§ **Entries**
========================================================================

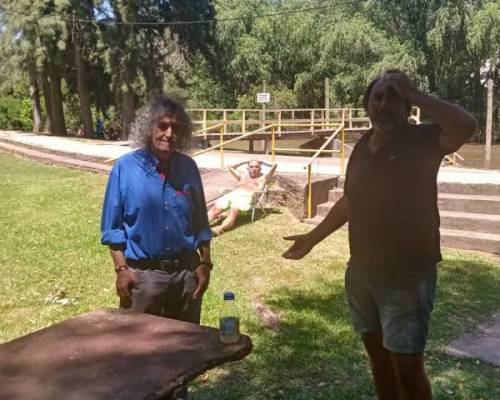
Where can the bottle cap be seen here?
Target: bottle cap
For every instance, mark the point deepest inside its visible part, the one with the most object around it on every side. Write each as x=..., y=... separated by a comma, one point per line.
x=228, y=296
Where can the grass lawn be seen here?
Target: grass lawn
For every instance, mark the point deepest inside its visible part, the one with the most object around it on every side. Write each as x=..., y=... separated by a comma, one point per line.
x=50, y=240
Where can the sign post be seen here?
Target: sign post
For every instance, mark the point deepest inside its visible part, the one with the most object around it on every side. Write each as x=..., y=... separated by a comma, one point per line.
x=263, y=98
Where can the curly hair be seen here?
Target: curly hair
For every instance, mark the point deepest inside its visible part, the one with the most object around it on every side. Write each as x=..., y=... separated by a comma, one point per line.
x=368, y=91
x=151, y=114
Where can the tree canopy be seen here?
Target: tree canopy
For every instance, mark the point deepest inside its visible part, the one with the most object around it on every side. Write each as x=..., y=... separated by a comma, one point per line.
x=78, y=60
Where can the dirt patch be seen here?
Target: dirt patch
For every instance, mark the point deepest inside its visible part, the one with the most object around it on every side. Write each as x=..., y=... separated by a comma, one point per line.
x=268, y=318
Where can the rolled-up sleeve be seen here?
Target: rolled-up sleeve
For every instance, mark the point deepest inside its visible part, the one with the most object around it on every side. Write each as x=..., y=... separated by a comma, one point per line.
x=201, y=227
x=112, y=229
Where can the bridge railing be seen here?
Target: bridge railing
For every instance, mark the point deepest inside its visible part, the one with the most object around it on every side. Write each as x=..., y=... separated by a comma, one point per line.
x=271, y=130
x=244, y=120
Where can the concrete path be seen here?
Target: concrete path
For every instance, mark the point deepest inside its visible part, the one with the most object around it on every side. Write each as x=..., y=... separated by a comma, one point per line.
x=483, y=343
x=104, y=150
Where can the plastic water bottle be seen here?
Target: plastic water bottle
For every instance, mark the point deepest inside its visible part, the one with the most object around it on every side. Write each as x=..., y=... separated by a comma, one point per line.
x=229, y=320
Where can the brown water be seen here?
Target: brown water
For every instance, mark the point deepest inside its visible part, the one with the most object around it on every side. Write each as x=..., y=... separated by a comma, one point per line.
x=473, y=155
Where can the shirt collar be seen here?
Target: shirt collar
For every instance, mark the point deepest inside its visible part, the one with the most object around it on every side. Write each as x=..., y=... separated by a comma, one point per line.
x=151, y=162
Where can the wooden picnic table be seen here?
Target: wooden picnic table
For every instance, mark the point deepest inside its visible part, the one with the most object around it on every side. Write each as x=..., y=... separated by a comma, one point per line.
x=111, y=354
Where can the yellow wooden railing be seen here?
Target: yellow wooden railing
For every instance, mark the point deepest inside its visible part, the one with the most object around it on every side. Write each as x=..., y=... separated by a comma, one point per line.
x=336, y=128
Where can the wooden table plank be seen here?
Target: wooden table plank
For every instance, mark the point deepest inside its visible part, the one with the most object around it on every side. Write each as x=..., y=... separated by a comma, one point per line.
x=111, y=354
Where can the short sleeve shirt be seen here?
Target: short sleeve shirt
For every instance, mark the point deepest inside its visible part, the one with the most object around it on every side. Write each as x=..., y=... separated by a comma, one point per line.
x=392, y=194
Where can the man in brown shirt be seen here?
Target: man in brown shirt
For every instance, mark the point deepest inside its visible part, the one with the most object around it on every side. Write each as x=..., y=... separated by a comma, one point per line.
x=390, y=201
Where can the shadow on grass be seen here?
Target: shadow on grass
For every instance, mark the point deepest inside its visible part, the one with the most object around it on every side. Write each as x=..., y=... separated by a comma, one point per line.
x=316, y=354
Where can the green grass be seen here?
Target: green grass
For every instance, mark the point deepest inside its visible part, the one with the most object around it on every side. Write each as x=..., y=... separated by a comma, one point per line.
x=50, y=239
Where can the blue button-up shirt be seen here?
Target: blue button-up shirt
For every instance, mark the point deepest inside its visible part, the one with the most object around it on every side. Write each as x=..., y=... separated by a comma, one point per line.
x=152, y=215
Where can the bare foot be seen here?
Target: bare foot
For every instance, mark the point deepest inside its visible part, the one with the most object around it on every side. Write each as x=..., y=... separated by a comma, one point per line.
x=217, y=231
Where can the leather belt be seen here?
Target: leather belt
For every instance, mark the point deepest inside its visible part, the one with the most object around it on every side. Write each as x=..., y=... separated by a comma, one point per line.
x=171, y=265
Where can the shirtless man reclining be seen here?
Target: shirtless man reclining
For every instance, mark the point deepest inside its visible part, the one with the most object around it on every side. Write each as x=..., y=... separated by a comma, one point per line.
x=240, y=199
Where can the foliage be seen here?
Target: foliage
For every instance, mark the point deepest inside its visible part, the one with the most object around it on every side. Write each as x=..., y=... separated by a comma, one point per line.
x=15, y=113
x=444, y=45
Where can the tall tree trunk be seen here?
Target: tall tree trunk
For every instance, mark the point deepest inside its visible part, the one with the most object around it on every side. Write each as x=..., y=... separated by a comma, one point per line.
x=35, y=100
x=81, y=80
x=56, y=104
x=128, y=111
x=47, y=102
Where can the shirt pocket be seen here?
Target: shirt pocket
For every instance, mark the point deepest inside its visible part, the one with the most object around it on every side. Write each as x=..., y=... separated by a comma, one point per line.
x=183, y=203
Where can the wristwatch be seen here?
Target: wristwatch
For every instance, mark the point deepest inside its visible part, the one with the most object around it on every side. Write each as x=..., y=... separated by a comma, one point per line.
x=121, y=268
x=209, y=264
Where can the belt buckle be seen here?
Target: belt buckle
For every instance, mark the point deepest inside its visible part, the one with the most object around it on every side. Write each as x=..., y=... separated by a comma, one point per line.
x=169, y=266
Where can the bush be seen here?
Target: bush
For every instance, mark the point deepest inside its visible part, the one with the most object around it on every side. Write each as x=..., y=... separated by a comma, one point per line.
x=15, y=113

========================================================================

§ **Task requirements**
Rewrite all the records above, changing "instance" to "occurrence" and leaving everything else the same. Leave out the pictures.

§ **Response to the exercise**
Where can the bottle cap be seen here?
Target: bottle cap
For every occurrence, mark the point deepest inside its visible part, the one with the most object around it on every side. Write each as x=..., y=... separated by a comma, one point per line.
x=228, y=296
Where can the grass lawn be seen here?
Target: grass lawn
For every occurrence, mark the point deepest inside its visible part, the one with the most object around it on every side. Write each as x=..., y=... separated by a comma, one point per line.
x=50, y=240
Where can the sign post be seen here?
Target: sign post
For every occurrence, mark the point deepest inside its visible part, the one with the most object around it on every side. Write each as x=..., y=... separated by a comma, one point per line.
x=263, y=98
Where can the curly hair be seen here?
Target: curly hair
For every occurrence, mark the point deepest inside its visible part, the one with the most object around it on every side. Write each as x=..., y=... separated by a comma, one point per line.
x=368, y=91
x=151, y=114
Where can the tree canopy be seen here?
Target: tree canopy
For every occurrence, mark the point deepest inside its visible part, the one with the most object around it on every side. Write each as x=..., y=... separated by a comma, one point per line.
x=78, y=60
Where can the dirt patch be seen here?
Target: dirt patch
For every occurrence, mark the point deepest inside its visible part, the one with the most object around it on every side. Write each as x=..., y=... separated by a comma, one point per line.
x=268, y=318
Where can the rolled-up sleeve be seen here?
Target: rolled-up sleeve
For every occurrence, mark the point deepest inside its visible part, the one with the most object around it on every side. Write each as x=..., y=... separated by a comma, one point per line.
x=201, y=227
x=112, y=229
Where can the bridge railing be seen here?
Target: bridge railing
For every occurrence, mark the point deepest inside its visible part, the one with the most object around it on every side. Write each as x=..., y=... separated by a comma, one point per line.
x=271, y=130
x=244, y=120
Where can the concrete path be seen here?
Target: concrete path
For every occurrence, mark the point deepest inside its visible part, the one with the most object around it on every side. Write each as x=..., y=... separated by a comma, one point per line.
x=483, y=343
x=104, y=150
Where can the plastic water bottle be seen here?
Target: plastic water bottle
For every occurrence, mark the point deepest inside its visible part, the one with the most object around it on every side. Write each as x=..., y=... separated by a comma, one point per line.
x=229, y=320
Where can the brown water be seen here?
Target: brown water
For every occurrence, mark the point deepest inside its visible part, the one with the most object around it on every side. Write each as x=..., y=... separated by a comma, one point per line.
x=473, y=155
Where can the shirt collar be seen here?
Target: shirt collar
For every occurrence, mark the point deepest inside its visible part, the one with the most object around it on every side. Write each as x=..., y=... separated by a comma, one point per line.
x=151, y=162
Where can the wooden picnic table be seen here?
Target: wooden picnic table
For every occurrence, mark the point deepest inside its visible part, the one with the most object around it on every side. Write each as x=..., y=... separated by a comma, one point per line.
x=111, y=354
Where can the yellow wooden railing be seen here?
Target: yellow wooden railing
For every occurrence, mark the point deepest inside its visible part, the one with the most object around it on every side. Write each as x=..., y=... separated by a comma, one point per line.
x=336, y=128
Where can the wooden table plank be seen here?
Target: wooden table plank
For every occurrence, mark the point deepest inside its visible part, the one with the most object around it on every side. Write each as x=..., y=... separated by a comma, one point per line.
x=111, y=354
Where can the short sleeve shirt be seen here?
Target: short sleeve shirt
For every occurrence, mark the point deepest inside its visible part, the one with the most object around it on every side. Write each as x=..., y=... separated by a comma, one point per line.
x=392, y=194
Where can the man in brown shirt be seen here?
Target: man in brown shirt
For every occurrence, mark the point deepest inside its visible part, the one with the most object around it on every side. Write each as x=..., y=... separated by a comma, one point per line.
x=390, y=201
Where can the shadow on grass be seen here?
Target: shadow on grass
For every occurrence, mark the point deepest inside its visible part, the one with the most object around it on every side. Write each as x=..., y=... separated by a comma, one point per line.
x=316, y=354
Where can the green grass be seen here?
Target: green grass
For every occurrence, mark the point deepest inside its visible part, the one with the most object around it on every side. Write each as x=..., y=... separated by a comma, one point per line.
x=50, y=239
Where can the blue button-up shirt be seen here?
Target: blue button-up shirt
For every occurrence, mark the point deepest inside its visible part, the one with the most object around it on every side. Write each as x=..., y=... separated by a comma, one point per line.
x=152, y=215
Where can the bare foot be seen here?
Target: bare foot
For every occurrence, mark the point deepest inside its visible part, the one with the most object around it on every side. Write each as x=..., y=... separated by a comma, one point per line.
x=217, y=231
Where can the leather belt be seen here?
Target: leather belt
For every occurrence, mark the point deepest inside its visible part, the one with the most object around it on every side. Write each as x=..., y=... separated by a comma, one point per line.
x=171, y=265
Where can the shirtless man reclining be seen here?
Target: shirtless man reclining
For every occurrence, mark the point deepest inside its visible part, the one with the most object around it on every side. Write each as x=..., y=... separated by a comma, one point per line.
x=240, y=199
Where can the foliage be seen here?
Target: foliage
For every occurrence, mark the point deepest inside its visible part, the one with the most object around it on every side. Write each as x=..., y=... separated by a comma, one point per line.
x=15, y=113
x=444, y=45
Where can the tall tree trunk be seen here?
Target: tall tree trunk
For every occurrence, mark the point deepest inside its visible part, the one with the most object around it on every side. Write each as x=..., y=... separated by a comma, one point per line.
x=35, y=100
x=81, y=80
x=56, y=104
x=128, y=111
x=47, y=102
Where can the shirt pocket be seen here?
Target: shirt pocket
For every occurrence, mark the point deepest inside its visible part, the one with the most object around it on every side. Write each as x=..., y=... separated by a comma, one point per line.
x=183, y=203
Where can the wristwatch be seen here?
Target: wristwatch
For every occurrence, mark the point deepest inside its visible part, the one with the most object around it on every side. Write each as x=..., y=... separated by a comma, one point per line.
x=121, y=268
x=209, y=264
Where can the belt buckle be seen here?
Target: belt buckle
For every occurrence, mark the point deepest inside its visible part, the one with the most object around it on every side. Write each as x=..., y=... separated by a comma, one point per line.
x=169, y=266
Where can the bush be seen here?
Target: bush
For every occurrence, mark the point deepest inside its visible part, the one with the most object around it on every side. Write each as x=..., y=... separated by a comma, one point per line.
x=15, y=113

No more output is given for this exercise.